**Document segment**
We can conclude, said Fakhry, that the relations between Islam and the West have pursued, from the earliest times, a characteristic pattern of confrontation, followed by interaction or ‘clash’, followed by ‘dialogue.’ Thus, the conquest of the Byzantines and their eventual expulsion from the Near East in the seventh century was followed, in the eighth and ninth centuries, by a period of intense cultural interaction and exchange, leading to the assimilation of the Greek legacy in science, medicine and philosophy, to which Byzantium and Alexandria had fallen heir. This legacy was fully developed and expanded by the great philosophers, physicians and scientists of Islam over a period of five centuries in Baghdad, Cordova and elsewhere. During that period, the Muslims were the only custodians of Greek culture, which the West­ern Europeans had almost completely forgotten from the time of Boethius (d. 525), the Roman Consul, who was the first to translate the Aristotelian logical corpus into Latin. Apart from Boethius’ translations of Aristotle and Chalcidus’ translations of parts of Plato’s Timaeus, the Middle Ages had absolutely no knowledge of that vast Greek legacy.

It was in Muslim Spain that Arab-Muslim culture reached its apogee and was transmitted to Western Europe across the Pyrenees. Starting in the twelfth century, the process of translating Arabic scientific and philosophical works at Toledo, Cordova and Sicily into Latin culminated, in the thirteenth century, in the translation of Averroes’ commentaries on Aristotle, at the hands of brilliant scholars hailing from all parts of Western Europe, such as Michael the Scot (d. 1236) and Herman the German (d. 1272).

The impact of these translations was immense, said Fakhry.  It led to (1) the rediscovery by Western Europeans of Aristotle and the Greek philosophical and scientific legacy, (2) the rise and development of Latin Scholasticism, one of the glories of late Medieval thought, as Etienne Gilson stated, and (3) the spread of the rationalism and humanism that became the hallmark of the Italian Renaissance in the fifteenth century.

Even the Crusades were instrumental in bringing the Muslims and Europeans into close cultural contact, and despite intermittent warfare, these contacts exposed the Europeans to the much more advanced civilization of the Near East, from which they were eventually driven in the thirteenth century.  In fact, the Crusaders learned a great deal from their Muslim counterparts in the Near East in the military, social and agricultural fields, and particularly in medicine. This is reflected, among other things, in the large number of Arabic loan words that found their way into European languages, including sugar, orange, alcohol, saffron, arsenal, algebra, caliber, cipher, and zero.

**Apply what you read**
1. According to the passage, who first translated the Aristotelian logical corpus into Latin?
2. Rewrite the part of the passage that begins at the words "Even the Crusades" and stops after "cipher, and zero.", replacing "Crusaders" with "crusading armies".
The data after the passage are not needed.

**Raw data**
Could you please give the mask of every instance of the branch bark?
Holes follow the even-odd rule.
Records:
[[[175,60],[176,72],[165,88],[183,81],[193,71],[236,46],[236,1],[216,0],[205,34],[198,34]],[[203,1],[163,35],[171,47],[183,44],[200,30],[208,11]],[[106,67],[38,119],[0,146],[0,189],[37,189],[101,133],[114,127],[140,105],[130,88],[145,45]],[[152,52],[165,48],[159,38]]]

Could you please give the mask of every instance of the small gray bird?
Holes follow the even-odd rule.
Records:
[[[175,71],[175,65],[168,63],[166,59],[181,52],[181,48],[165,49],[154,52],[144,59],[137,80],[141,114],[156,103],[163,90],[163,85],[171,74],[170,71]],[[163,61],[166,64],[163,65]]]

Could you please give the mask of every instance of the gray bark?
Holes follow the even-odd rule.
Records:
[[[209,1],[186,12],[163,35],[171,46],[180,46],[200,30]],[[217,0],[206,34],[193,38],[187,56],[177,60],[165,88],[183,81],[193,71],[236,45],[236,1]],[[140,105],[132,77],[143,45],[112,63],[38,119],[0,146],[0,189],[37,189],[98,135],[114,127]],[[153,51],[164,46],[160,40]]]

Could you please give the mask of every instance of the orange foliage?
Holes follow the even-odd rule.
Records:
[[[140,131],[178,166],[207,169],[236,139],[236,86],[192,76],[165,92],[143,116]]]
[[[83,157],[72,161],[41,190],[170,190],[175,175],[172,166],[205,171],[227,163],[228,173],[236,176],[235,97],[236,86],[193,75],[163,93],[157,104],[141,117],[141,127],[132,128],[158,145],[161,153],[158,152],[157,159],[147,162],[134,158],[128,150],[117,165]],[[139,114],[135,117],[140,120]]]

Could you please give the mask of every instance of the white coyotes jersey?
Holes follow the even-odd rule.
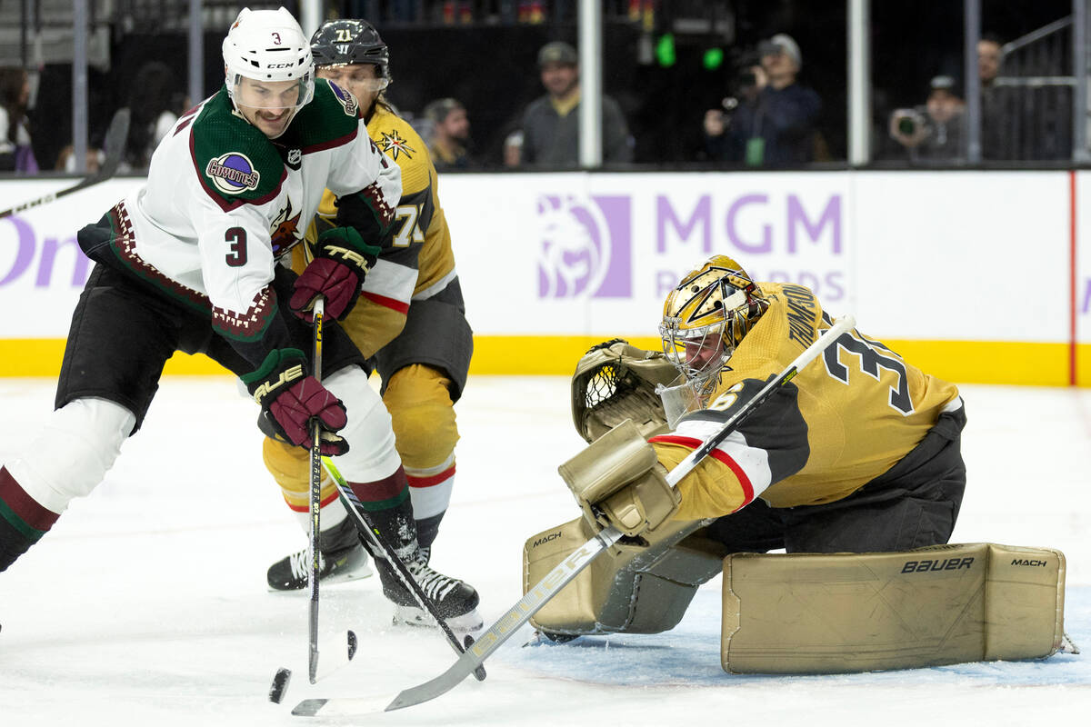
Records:
[[[116,252],[173,296],[244,317],[267,298],[276,259],[303,239],[325,189],[362,193],[389,216],[401,194],[398,166],[371,142],[350,94],[317,81],[314,99],[269,140],[221,88],[156,148],[147,184],[119,206],[130,244]]]

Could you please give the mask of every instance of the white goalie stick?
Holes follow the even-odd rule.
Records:
[[[846,315],[835,320],[834,325],[818,337],[818,340],[807,347],[795,361],[789,364],[788,368],[780,372],[760,391],[754,395],[752,399],[740,407],[723,423],[719,432],[679,462],[678,467],[667,475],[667,482],[672,487],[675,486],[700,460],[719,446],[728,435],[739,428],[746,417],[777,389],[792,380],[804,366],[818,358],[838,337],[851,330],[854,326],[855,319],[851,315]],[[484,659],[507,641],[519,627],[530,620],[530,617],[538,613],[538,609],[544,606],[561,589],[587,568],[599,555],[621,540],[621,537],[622,533],[619,530],[606,528],[595,537],[584,543],[583,546],[547,573],[546,578],[528,589],[527,594],[517,604],[508,608],[507,613],[501,616],[495,623],[489,627],[489,630],[481,634],[476,643],[470,644],[466,653],[459,656],[458,661],[451,668],[430,681],[400,692],[386,706],[386,712],[427,702],[454,689],[475,669],[480,668]]]
[[[311,376],[322,381],[322,324],[326,314],[326,301],[322,295],[314,299],[314,352],[311,356]],[[311,483],[309,488],[308,509],[310,529],[308,531],[307,561],[311,569],[308,572],[308,585],[311,586],[311,605],[309,613],[309,651],[308,676],[313,684],[319,678],[319,580],[322,572],[322,552],[319,549],[319,531],[322,517],[322,425],[314,420],[311,434]]]
[[[98,171],[94,174],[84,177],[77,183],[65,187],[60,192],[50,192],[49,194],[43,195],[37,199],[31,199],[29,202],[15,205],[10,209],[4,209],[0,211],[0,219],[11,217],[12,215],[21,213],[24,209],[29,209],[31,207],[49,204],[50,202],[60,199],[63,196],[72,194],[73,192],[86,190],[88,186],[93,186],[99,182],[105,182],[110,179],[118,171],[118,166],[121,163],[121,155],[125,150],[125,137],[128,136],[129,109],[118,109],[118,111],[113,114],[113,118],[110,119],[110,128],[106,130],[106,138],[103,142],[103,147],[106,149],[106,158],[103,160],[103,165],[98,168]]]

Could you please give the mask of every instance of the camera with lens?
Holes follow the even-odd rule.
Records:
[[[920,109],[896,109],[891,117],[898,136],[919,137],[928,131],[928,117]]]
[[[754,66],[762,64],[762,56],[754,48],[739,53],[731,64],[733,77],[731,88],[735,94],[744,94],[757,85],[757,76],[754,74]]]

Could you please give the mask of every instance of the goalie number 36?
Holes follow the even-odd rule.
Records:
[[[844,351],[842,356],[841,352]],[[849,383],[848,363],[856,362],[860,371],[876,381],[879,380],[879,368],[894,372],[897,377],[890,385],[890,407],[904,415],[913,413],[913,400],[909,397],[909,379],[906,375],[906,364],[901,359],[878,341],[861,337],[855,330],[841,334],[832,346],[823,351],[826,362],[826,373],[841,381]],[[848,362],[848,363],[842,363]]]

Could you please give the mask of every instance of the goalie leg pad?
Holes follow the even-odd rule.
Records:
[[[622,542],[600,555],[535,614],[547,633],[659,633],[674,628],[705,583],[720,571],[723,550],[695,534],[700,522],[670,521],[642,544]],[[583,518],[538,533],[523,550],[523,591],[586,543]]]
[[[832,674],[1042,658],[1062,644],[1064,590],[1065,557],[1048,548],[733,554],[721,664]]]

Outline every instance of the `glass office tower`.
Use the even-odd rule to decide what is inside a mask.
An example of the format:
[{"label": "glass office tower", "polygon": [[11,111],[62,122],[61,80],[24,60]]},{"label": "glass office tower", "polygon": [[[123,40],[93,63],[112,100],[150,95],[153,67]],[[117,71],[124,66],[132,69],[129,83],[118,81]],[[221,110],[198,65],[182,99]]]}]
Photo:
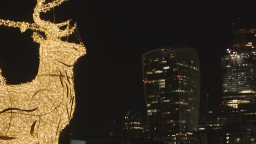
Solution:
[{"label": "glass office tower", "polygon": [[256,28],[250,19],[232,20],[232,44],[222,59],[222,90],[225,104],[238,109],[256,103]]},{"label": "glass office tower", "polygon": [[190,47],[156,49],[144,53],[142,63],[150,138],[193,143],[196,140],[200,91],[196,51]]}]

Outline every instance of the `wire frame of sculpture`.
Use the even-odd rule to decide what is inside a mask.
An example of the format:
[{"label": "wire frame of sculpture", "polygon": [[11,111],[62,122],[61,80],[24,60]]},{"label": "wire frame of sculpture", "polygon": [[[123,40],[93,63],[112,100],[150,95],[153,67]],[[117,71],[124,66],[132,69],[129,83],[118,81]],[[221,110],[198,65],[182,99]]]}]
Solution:
[{"label": "wire frame of sculpture", "polygon": [[[66,0],[45,3],[37,0],[34,23],[0,20],[0,25],[34,31],[32,38],[40,44],[38,75],[32,82],[7,85],[0,75],[0,143],[57,143],[60,131],[72,118],[75,107],[73,65],[86,53],[83,44],[62,41],[74,32],[76,25],[45,21],[40,13]],[[60,27],[66,26],[64,30]],[[46,38],[36,32],[44,33]]]}]

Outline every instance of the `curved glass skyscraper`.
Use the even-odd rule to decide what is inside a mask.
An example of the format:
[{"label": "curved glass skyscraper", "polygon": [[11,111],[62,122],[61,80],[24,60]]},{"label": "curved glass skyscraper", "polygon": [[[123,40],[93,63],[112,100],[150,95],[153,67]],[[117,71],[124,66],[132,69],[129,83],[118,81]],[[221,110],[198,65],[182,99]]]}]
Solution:
[{"label": "curved glass skyscraper", "polygon": [[142,63],[150,138],[193,143],[200,92],[196,51],[190,47],[156,49],[144,53]]}]

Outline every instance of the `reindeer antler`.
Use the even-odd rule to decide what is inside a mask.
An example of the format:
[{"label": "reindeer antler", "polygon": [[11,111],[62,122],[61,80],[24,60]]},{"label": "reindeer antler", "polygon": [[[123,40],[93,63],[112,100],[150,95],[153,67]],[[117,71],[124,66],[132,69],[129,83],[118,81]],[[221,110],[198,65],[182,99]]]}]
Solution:
[{"label": "reindeer antler", "polygon": [[25,22],[15,22],[13,21],[0,19],[0,26],[19,27],[20,28],[20,31],[22,33],[26,31],[27,29],[40,31],[39,27],[35,23],[29,23]]}]

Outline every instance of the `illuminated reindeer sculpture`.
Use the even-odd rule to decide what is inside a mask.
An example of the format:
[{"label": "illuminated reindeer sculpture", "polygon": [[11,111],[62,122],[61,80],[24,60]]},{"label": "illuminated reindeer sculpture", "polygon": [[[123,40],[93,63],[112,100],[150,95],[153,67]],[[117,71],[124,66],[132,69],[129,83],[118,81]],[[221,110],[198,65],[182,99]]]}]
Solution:
[{"label": "illuminated reindeer sculpture", "polygon": [[[0,25],[19,27],[22,32],[34,30],[32,38],[40,44],[38,74],[34,80],[9,85],[0,75],[0,143],[57,143],[60,131],[73,117],[73,65],[85,55],[85,49],[82,44],[60,39],[72,34],[76,25],[71,27],[69,21],[54,23],[39,16],[66,1],[46,4],[45,0],[37,0],[34,23],[0,20]],[[66,28],[61,30],[63,27]],[[38,31],[44,33],[46,38]]]}]

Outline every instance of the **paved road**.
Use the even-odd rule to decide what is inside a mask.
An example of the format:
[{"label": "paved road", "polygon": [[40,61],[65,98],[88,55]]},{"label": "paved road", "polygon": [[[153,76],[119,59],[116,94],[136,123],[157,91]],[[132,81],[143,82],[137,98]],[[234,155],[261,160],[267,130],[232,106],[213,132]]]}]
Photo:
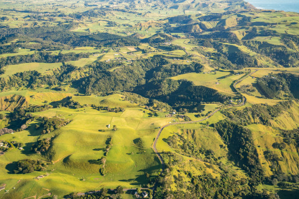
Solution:
[{"label": "paved road", "polygon": [[[241,93],[240,93],[238,90],[236,89],[236,88],[235,87],[235,85],[238,84],[238,83],[240,82],[241,81],[242,81],[243,80],[244,80],[244,79],[245,79],[245,78],[246,78],[247,77],[248,77],[248,76],[252,75],[253,73],[255,73],[258,70],[256,69],[256,70],[255,70],[254,71],[244,76],[243,78],[242,78],[241,79],[240,79],[240,80],[238,80],[237,81],[236,81],[233,84],[233,86],[234,88],[235,89],[235,90],[236,91],[237,93],[238,93],[238,94],[239,94],[242,98],[242,102],[241,104],[238,104],[237,105],[228,105],[227,106],[226,106],[226,107],[233,107],[233,106],[243,106],[245,104],[245,103],[246,103],[246,98],[245,97],[245,96],[243,96]],[[217,111],[218,111],[219,110],[220,110],[220,109],[219,108],[218,109],[215,110],[215,111],[214,111],[213,112],[211,113],[209,115],[208,115],[208,116],[207,116],[206,118],[204,118],[203,119],[199,120],[197,120],[197,121],[182,121],[182,122],[174,122],[174,123],[171,123],[170,124],[166,124],[164,126],[162,126],[160,130],[159,130],[159,132],[158,132],[158,134],[157,134],[157,136],[156,136],[156,138],[155,138],[155,140],[154,140],[153,143],[152,143],[152,148],[154,151],[154,152],[156,153],[156,154],[157,155],[157,156],[158,157],[158,158],[159,158],[159,159],[160,160],[160,161],[161,162],[161,163],[162,164],[162,172],[163,171],[164,171],[164,169],[165,168],[165,162],[164,162],[164,160],[163,160],[163,158],[162,158],[162,156],[161,155],[161,154],[158,152],[158,150],[157,150],[157,148],[156,148],[156,145],[157,145],[157,142],[158,142],[158,140],[159,139],[159,138],[160,137],[160,136],[161,135],[161,133],[162,132],[162,131],[163,130],[163,129],[164,129],[164,128],[167,127],[167,126],[170,126],[171,125],[176,125],[176,124],[190,124],[190,123],[196,123],[196,122],[199,122],[200,121],[204,121],[207,119],[208,119],[209,118],[210,118],[211,116],[212,116],[213,115],[214,115],[215,113],[216,113]],[[162,173],[162,172],[161,172]],[[155,188],[154,188],[154,190],[155,189]]]},{"label": "paved road", "polygon": [[[234,88],[235,88],[235,89],[236,90],[236,91],[237,91],[237,92],[238,93],[239,93],[240,95],[241,95],[241,96],[242,96],[242,97],[243,98],[243,102],[241,104],[239,104],[237,105],[228,105],[227,106],[226,106],[226,107],[233,107],[233,106],[242,106],[243,105],[245,104],[245,103],[246,102],[246,98],[243,96],[243,95],[242,95],[242,94],[239,92],[237,90],[237,89],[235,88],[235,85],[240,82],[241,81],[242,81],[244,79],[245,79],[245,78],[246,78],[247,77],[248,77],[248,76],[251,75],[252,74],[255,73],[258,70],[256,70],[255,71],[250,73],[250,74],[247,74],[247,75],[244,76],[243,78],[242,78],[241,79],[240,79],[240,80],[238,80],[237,81],[236,81],[233,85]],[[162,172],[164,170],[165,168],[165,162],[164,162],[164,160],[163,159],[163,158],[162,158],[162,157],[161,156],[161,154],[158,152],[158,151],[157,150],[157,148],[156,148],[156,145],[157,145],[157,142],[158,142],[158,140],[159,139],[159,138],[160,137],[160,136],[161,135],[161,133],[162,132],[162,131],[163,130],[163,129],[164,129],[164,128],[167,127],[171,125],[176,125],[176,124],[191,124],[191,123],[196,123],[196,122],[199,122],[202,121],[204,121],[207,119],[208,119],[209,118],[210,118],[210,117],[211,117],[212,116],[213,116],[214,114],[215,114],[215,113],[216,113],[217,112],[218,112],[218,111],[219,111],[220,110],[221,110],[221,109],[218,108],[217,109],[216,109],[215,110],[214,110],[214,112],[213,112],[212,113],[211,113],[211,114],[210,114],[210,115],[209,115],[208,116],[207,116],[206,117],[205,117],[205,118],[201,119],[200,120],[197,120],[197,121],[181,121],[181,122],[174,122],[174,123],[171,123],[170,124],[168,124],[166,125],[164,125],[163,126],[162,126],[160,130],[159,130],[159,132],[158,132],[158,134],[157,134],[157,136],[156,136],[156,138],[155,138],[155,140],[154,140],[153,143],[152,143],[152,148],[154,150],[154,151],[155,152],[155,153],[156,153],[156,154],[157,155],[157,156],[158,157],[158,158],[159,158],[159,159],[160,160],[160,161],[161,162],[161,163],[162,164]],[[162,172],[161,172],[162,173]],[[153,188],[152,188],[152,190],[153,190],[153,191],[156,189],[156,188],[157,187],[157,183],[156,183],[156,184],[155,184],[155,185],[154,186]],[[142,189],[148,189],[148,188],[141,188]],[[124,189],[123,191],[124,192],[126,192],[127,191],[135,191],[136,190],[136,189]],[[85,192],[85,193],[79,193],[77,194],[78,196],[84,196],[85,194],[92,194],[94,193],[97,193],[98,192],[100,192],[101,191],[90,191],[90,192]]]},{"label": "paved road", "polygon": [[159,130],[159,132],[158,132],[158,134],[157,134],[157,136],[156,136],[156,138],[155,138],[155,140],[154,140],[153,143],[152,143],[152,148],[153,149],[154,151],[155,152],[155,153],[157,155],[157,156],[158,156],[158,158],[159,158],[159,159],[160,159],[160,161],[161,161],[161,163],[162,166],[162,171],[164,170],[164,169],[165,168],[165,163],[164,162],[164,160],[163,160],[163,158],[162,157],[162,156],[160,154],[160,153],[158,152],[158,151],[157,150],[157,148],[156,147],[156,145],[157,145],[157,142],[158,142],[158,140],[159,139],[159,138],[160,137],[160,135],[161,135],[161,133],[163,130],[164,128],[167,127],[168,126],[170,126],[171,125],[182,124],[190,124],[190,123],[192,123],[199,122],[200,121],[204,121],[204,120],[205,120],[210,118],[211,116],[212,116],[213,115],[214,115],[216,112],[217,112],[219,110],[220,110],[220,108],[215,110],[213,112],[211,113],[209,115],[207,116],[206,118],[204,118],[203,119],[201,119],[200,120],[197,120],[197,121],[181,121],[181,122],[178,122],[171,123],[170,123],[170,124],[165,125],[164,126],[163,126],[162,127],[161,127],[161,128]]}]

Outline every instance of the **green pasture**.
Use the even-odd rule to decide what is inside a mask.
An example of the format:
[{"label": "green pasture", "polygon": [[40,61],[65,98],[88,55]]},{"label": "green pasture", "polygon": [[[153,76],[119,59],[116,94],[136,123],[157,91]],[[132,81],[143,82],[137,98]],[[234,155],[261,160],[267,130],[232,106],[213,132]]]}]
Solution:
[{"label": "green pasture", "polygon": [[195,85],[205,86],[217,90],[220,93],[230,96],[235,96],[231,85],[233,82],[242,77],[244,74],[233,75],[225,77],[230,74],[228,72],[216,71],[210,73],[191,73],[171,78],[173,80],[186,79],[192,81]]},{"label": "green pasture", "polygon": [[[23,93],[24,95],[32,94],[28,92]],[[39,95],[42,99],[48,100],[51,97],[57,97],[53,96],[56,95],[55,93],[36,93],[33,95],[33,102],[38,103],[41,101]],[[47,95],[51,96],[50,98]],[[25,145],[23,150],[12,149],[0,156],[0,166],[3,168],[0,171],[0,183],[7,184],[6,189],[10,190],[9,196],[14,196],[16,192],[22,193],[23,197],[37,194],[42,196],[44,194],[43,188],[59,196],[72,192],[100,189],[103,186],[112,188],[121,185],[126,188],[134,188],[144,186],[148,183],[146,173],[150,174],[150,178],[158,175],[161,165],[152,153],[151,144],[158,127],[168,123],[171,119],[163,114],[157,117],[149,117],[147,113],[149,111],[122,101],[121,97],[117,94],[106,97],[76,96],[74,99],[82,103],[102,105],[108,103],[109,106],[113,106],[114,103],[115,105],[125,108],[123,113],[99,111],[89,107],[78,109],[64,107],[50,109],[33,114],[42,117],[69,119],[70,123],[49,134],[41,136],[39,130],[34,128],[39,121],[34,120],[26,130],[1,136],[1,139],[16,140]],[[57,98],[57,100],[59,100]],[[107,127],[109,124],[110,128]],[[115,131],[112,129],[114,125],[117,128]],[[55,139],[49,151],[51,158],[31,152],[31,145],[38,139],[52,136]],[[139,138],[141,138],[143,143],[142,149],[136,147],[133,141]],[[104,177],[99,172],[99,165],[88,161],[104,156],[103,149],[106,148],[107,140],[110,138],[112,147],[106,157],[108,173]],[[9,168],[5,169],[8,164],[24,159],[43,159],[50,164],[46,171],[21,175],[10,174]],[[46,174],[47,176],[40,180],[34,179]],[[34,188],[31,189],[33,185]],[[16,189],[13,189],[13,187]]]}]

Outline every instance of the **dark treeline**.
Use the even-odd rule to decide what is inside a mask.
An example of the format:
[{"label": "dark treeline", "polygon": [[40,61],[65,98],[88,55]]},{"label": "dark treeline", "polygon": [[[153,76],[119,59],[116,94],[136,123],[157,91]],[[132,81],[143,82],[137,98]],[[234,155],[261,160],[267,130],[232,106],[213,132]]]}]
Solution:
[{"label": "dark treeline", "polygon": [[42,119],[40,126],[36,126],[36,128],[42,128],[42,134],[45,134],[54,131],[62,126],[67,124],[69,122],[68,119],[64,119],[59,118],[48,118],[43,117]]},{"label": "dark treeline", "polygon": [[231,159],[249,173],[252,182],[257,185],[263,181],[264,177],[250,130],[229,121],[214,123],[213,126],[227,145]]},{"label": "dark treeline", "polygon": [[[18,64],[23,63],[43,62],[57,63],[64,62],[71,60],[77,60],[81,58],[88,58],[92,53],[69,53],[53,55],[49,53],[37,52],[32,55],[16,55],[0,59],[0,68],[7,65]],[[1,72],[4,73],[3,69]]]},{"label": "dark treeline", "polygon": [[17,73],[7,78],[0,78],[0,89],[2,91],[9,90],[13,87],[35,89],[45,85],[49,86],[61,85],[64,82],[71,82],[71,74],[77,69],[63,63],[60,68],[53,70],[52,75],[43,75],[36,71]]},{"label": "dark treeline", "polygon": [[137,86],[134,92],[149,98],[154,98],[173,107],[187,108],[197,106],[201,102],[223,102],[228,97],[212,88],[195,86],[186,80],[160,79]]},{"label": "dark treeline", "polygon": [[[76,26],[73,23],[55,26],[0,29],[0,43],[6,43],[18,38],[31,41],[40,39],[44,41],[77,46],[137,46],[140,40],[131,37],[123,37],[107,33],[90,34],[71,31]],[[57,44],[56,44],[57,45]]]},{"label": "dark treeline", "polygon": [[[113,72],[107,71],[108,69],[121,66],[121,68]],[[74,81],[73,84],[86,95],[108,91],[130,91],[147,81],[201,72],[203,66],[197,63],[189,65],[171,64],[163,56],[154,56],[151,58],[135,60],[128,65],[100,62],[91,64],[88,68],[92,70],[92,74]]]},{"label": "dark treeline", "polygon": [[290,73],[270,74],[260,78],[256,84],[267,98],[280,98],[281,91],[299,99],[299,76]]},{"label": "dark treeline", "polygon": [[[118,68],[110,70],[117,67]],[[52,75],[43,75],[30,71],[1,79],[0,88],[7,90],[13,87],[36,88],[46,85],[57,87],[64,82],[71,84],[85,95],[111,91],[133,91],[174,106],[193,107],[201,101],[223,102],[228,97],[214,89],[194,86],[186,80],[168,79],[187,73],[200,72],[203,68],[201,64],[195,62],[185,65],[171,64],[160,56],[136,60],[128,65],[118,62],[98,62],[78,68],[64,64],[60,68],[54,70]],[[83,70],[85,71],[83,78],[74,80],[71,77],[73,73]]]},{"label": "dark treeline", "polygon": [[253,51],[270,57],[284,67],[298,66],[298,53],[292,52],[284,46],[259,41],[244,41],[243,44]]},{"label": "dark treeline", "polygon": [[228,119],[242,125],[252,123],[270,125],[270,120],[280,115],[292,104],[293,102],[289,100],[281,101],[274,106],[266,104],[254,104],[242,110],[232,108],[222,112]]}]

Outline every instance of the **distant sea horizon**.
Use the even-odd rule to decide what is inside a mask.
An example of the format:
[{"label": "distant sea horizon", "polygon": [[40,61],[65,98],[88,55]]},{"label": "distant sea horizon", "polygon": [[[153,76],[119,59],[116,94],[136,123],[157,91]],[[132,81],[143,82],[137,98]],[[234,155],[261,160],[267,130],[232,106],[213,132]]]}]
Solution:
[{"label": "distant sea horizon", "polygon": [[299,0],[244,0],[257,9],[299,13]]}]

**Solutions by task**
1. Boethius, the Roman Consul (d. 525), first translated the Aristotelian logical corpus into Latin.

2.
Even the Crusades were instrumental in bringing the Muslims and Europeans into close cultural contact, and despite intermittent warfare, these contacts exposed the Europeans to the much more advanced civilization of the Near East, from which they were eventually driven in the thirteenth century.  In fact, the crusading armies learned a great deal from their Muslim counterparts in the Near East in the military, social and agricultural fields, and particularly in medicine. This is reflected, among other things, in the large number of Arabic loan words that found their way into European languages, including sugar, orange, alcohol, saffron, arsenal, algebra, caliber, cipher, and zero.